# What is needed
Arrange the records below as a two-column CSV with the header row input,output, giving one row per record: its text in the input column and its answer in the output column, each in a single quoted field with line breaks replaced by spaces. Include every record and leave the pictures out.

# Listing
☆ ☆ ☆ ☆ ☆
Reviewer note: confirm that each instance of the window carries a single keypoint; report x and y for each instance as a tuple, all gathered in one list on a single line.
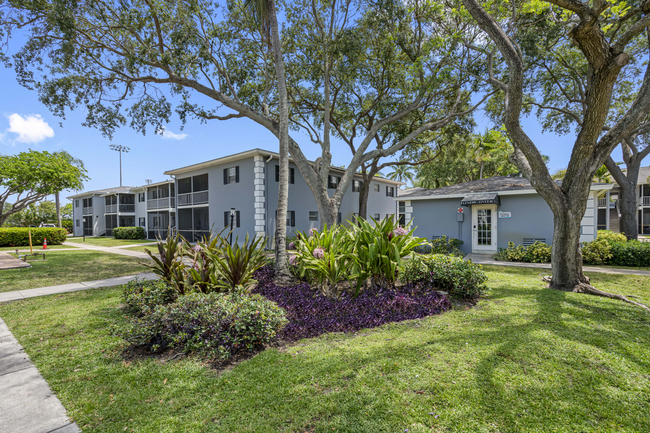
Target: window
[(291, 218), (235, 220), (292, 178), (333, 182), (230, 175)]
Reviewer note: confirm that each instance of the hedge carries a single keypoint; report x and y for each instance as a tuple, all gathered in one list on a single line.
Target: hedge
[(129, 233), (19, 236)]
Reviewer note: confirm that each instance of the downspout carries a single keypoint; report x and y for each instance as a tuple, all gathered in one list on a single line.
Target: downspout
[(266, 202)]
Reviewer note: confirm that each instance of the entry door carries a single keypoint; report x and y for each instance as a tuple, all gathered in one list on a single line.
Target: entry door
[(484, 228)]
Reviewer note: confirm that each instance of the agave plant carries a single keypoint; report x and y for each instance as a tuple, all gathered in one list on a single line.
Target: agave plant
[(236, 264), (168, 263)]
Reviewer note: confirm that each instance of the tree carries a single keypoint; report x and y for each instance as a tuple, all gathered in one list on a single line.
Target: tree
[(57, 200), (598, 33), (29, 177)]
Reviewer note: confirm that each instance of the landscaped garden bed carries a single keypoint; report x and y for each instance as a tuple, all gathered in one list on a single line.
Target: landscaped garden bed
[(524, 359)]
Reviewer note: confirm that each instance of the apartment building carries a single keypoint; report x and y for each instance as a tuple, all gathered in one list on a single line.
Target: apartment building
[(203, 196)]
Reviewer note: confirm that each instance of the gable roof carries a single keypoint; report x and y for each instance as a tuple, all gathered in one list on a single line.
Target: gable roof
[(499, 184)]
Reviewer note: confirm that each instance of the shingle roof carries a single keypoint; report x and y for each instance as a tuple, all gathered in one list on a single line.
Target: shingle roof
[(498, 183)]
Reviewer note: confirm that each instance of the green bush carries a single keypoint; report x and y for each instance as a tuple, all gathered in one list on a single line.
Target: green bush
[(141, 296), (630, 253), (19, 236), (129, 233), (216, 326), (597, 252), (611, 236), (459, 277)]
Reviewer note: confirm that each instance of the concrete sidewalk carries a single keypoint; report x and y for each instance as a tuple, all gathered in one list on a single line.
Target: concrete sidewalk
[(27, 404), (488, 260), (73, 287)]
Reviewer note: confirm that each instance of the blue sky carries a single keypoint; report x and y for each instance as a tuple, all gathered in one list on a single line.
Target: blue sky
[(26, 123)]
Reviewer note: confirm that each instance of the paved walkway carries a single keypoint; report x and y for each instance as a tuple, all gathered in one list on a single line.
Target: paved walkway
[(7, 261), (27, 404), (488, 260), (72, 287)]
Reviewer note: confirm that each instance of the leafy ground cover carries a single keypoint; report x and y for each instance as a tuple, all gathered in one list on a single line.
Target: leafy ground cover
[(62, 267), (37, 248), (311, 314), (107, 241), (523, 359)]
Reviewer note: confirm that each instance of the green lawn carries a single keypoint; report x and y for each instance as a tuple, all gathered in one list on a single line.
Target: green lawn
[(69, 267), (526, 359), (38, 248), (107, 242)]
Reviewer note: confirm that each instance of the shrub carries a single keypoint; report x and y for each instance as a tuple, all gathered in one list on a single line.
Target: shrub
[(311, 314), (141, 296), (597, 252), (630, 253), (19, 236), (129, 233), (611, 236), (460, 278), (216, 326)]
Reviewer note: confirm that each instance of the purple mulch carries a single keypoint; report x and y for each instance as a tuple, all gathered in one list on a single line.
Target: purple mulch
[(311, 314)]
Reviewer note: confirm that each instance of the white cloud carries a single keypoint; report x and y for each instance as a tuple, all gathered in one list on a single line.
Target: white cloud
[(30, 129), (170, 135)]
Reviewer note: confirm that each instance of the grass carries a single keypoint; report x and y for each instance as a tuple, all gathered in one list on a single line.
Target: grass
[(69, 267), (38, 248), (107, 241), (524, 359)]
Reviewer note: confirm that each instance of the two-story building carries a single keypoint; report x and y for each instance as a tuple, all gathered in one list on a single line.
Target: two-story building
[(204, 195)]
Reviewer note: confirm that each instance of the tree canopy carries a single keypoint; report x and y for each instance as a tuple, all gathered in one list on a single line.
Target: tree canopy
[(29, 177)]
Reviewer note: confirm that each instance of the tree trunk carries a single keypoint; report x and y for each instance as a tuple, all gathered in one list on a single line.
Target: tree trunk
[(627, 197), (282, 274), (566, 253), (58, 208)]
☆ ☆ ☆ ☆ ☆
# Written response
input,output
"Reviewer note: confirm that each instance of the window carries a single keypoint; report x and y for each instance as a tuple, all gathered in one list on a single line. Target: window","[(291, 218), (235, 220), (292, 178), (333, 182), (230, 175)]"
"Reviewer note: confirm that each instance of the hedge carries a single keypoint; report x and y for each instance as a tuple, all gathered in one list on a single line. Target: hedge","[(129, 233), (19, 236)]"
"Reviewer note: confirm that each instance of the downspout carries a single keypoint; report x and y for each instance as a tuple, all gathered in one list on a single line. Target: downspout","[(266, 202)]"
"Reviewer note: confirm that each instance of the entry door carries a single keypoint; report x and y for each instance as a tuple, all gathered in one list on a single line. Target: entry door","[(484, 228)]"
"Reviewer note: confirm that each instance of the agave plant carries a single keypoint; report x and y for each instance as a tuple, all gathered in one list on a single line. Target: agave plant","[(236, 264), (168, 263)]"
"Reviewer note: confirm that each instance of the tree carries a single keypoint; report x and y for each instance as a tuple, all gathered in one list on a single line. Target: tree","[(57, 200), (598, 33), (29, 177)]"
"Reviewer note: confirm that each instance of the landscaped garden bed carries a single keypoint; report x and y for each instance as a tuple, all gathered in one list on a single line. Target: landscaped garden bed","[(524, 359)]"
"Reviewer note: confirm that each instance of the apartment building carries a single keypoint; report x and y for each instance as a tuple, all gathered in one list on a single line. Target: apartment building","[(203, 196)]"
"Reviewer note: confirm that each instance of the gable roof carries a single keypoint; report x and y for each instance as a tuple, all gathered in one list on a single line. Target: gable roof","[(499, 184)]"
"Reviewer note: confirm that each instance of the shingle roof carries a single keypoint; report x and y for each instance as a tuple, all gathered in one list on a single line. Target: shingle roof","[(498, 183)]"
"Reviewer note: confirm that each instance of the green bush carries a single keypoint; report x and y for each instance as a tuple, all gathered in one list on a single line. Target: green bush","[(141, 296), (630, 253), (19, 236), (129, 233), (216, 326), (597, 252), (611, 236), (459, 277)]"
"Reviewer note: confirm that each instance of the concrete sidewalk carries a single keypoint; report x and y for each instance as a tuple, all gathered in one list on a single line. Target: concrete sidewalk","[(27, 404), (488, 260), (73, 287)]"
"Reviewer note: confirm that each instance of the blue sky carries a single keypoint; report x and y for each instance as a tuple, all gathered in one list on a single line. Target: blue sky","[(26, 123)]"
"Reviewer note: confirm that each instance of the paved walkway carries a single keypoint; report x and y for each instance as a tuple, all gathered in one list on a single line. Target: paved walkway","[(7, 261), (27, 404), (488, 260), (72, 287)]"
"Reviewer note: confirm that each instance of the leafy ground cover carries a single keypoint; report x and y for each instance as a tuple, all gathered in one list on a single line. Target: leafy ground cover","[(62, 267), (37, 248), (311, 314), (107, 241), (523, 359)]"
"Reviewer note: confirm that each instance of the green lawn carries a single keypoint; report x and y for each instance as a tuple, all gathered in one list on a single line. Target: green lawn","[(69, 267), (526, 359), (38, 248), (107, 242)]"
"Reviewer note: confirm that each instance of the shrub carries a single keypoint; report x and y for each instance as a tuple, all gathered in one list on a single line. Target: shrub","[(311, 314), (141, 296), (597, 252), (630, 253), (19, 236), (129, 233), (611, 236), (460, 278), (216, 326)]"
"Reviewer note: confirm that each instance of the purple mulch carries a single keypoint; report x and y for each instance as a tuple, all gathered in one list on a single line. Target: purple mulch","[(311, 314)]"
"Reviewer note: confirm that each instance of the white cloud carries a single keypoint; report x and y for each instance as a tuple, all gathered in one list on a single line. Target: white cloud","[(30, 129), (170, 135)]"
"Reviewer note: confirm that each instance of the grass carries a single keypoint; report x and y for each instance as a tuple, all gathered in one list on a single line. Target: grass","[(69, 267), (38, 248), (107, 241), (524, 359)]"
"Reviewer note: confirm that each instance of the two-story building carries a single keypoint; report x and y for each instance as a tuple, all gathered in one list on a single line. Target: two-story building","[(204, 195)]"
"Reviewer note: confirm that each instance of the tree canopy carries a single keypoint; report x and y for each instance as a tuple, all gathered in one list on a single line. Target: tree canopy","[(29, 177)]"
"Reviewer note: confirm that each instance of the tree trunk carries a single keypoint; report x and y for each instance as a tuple, all gathered in one list on a single line. Target: tree trunk","[(627, 197), (282, 274), (566, 253), (58, 208)]"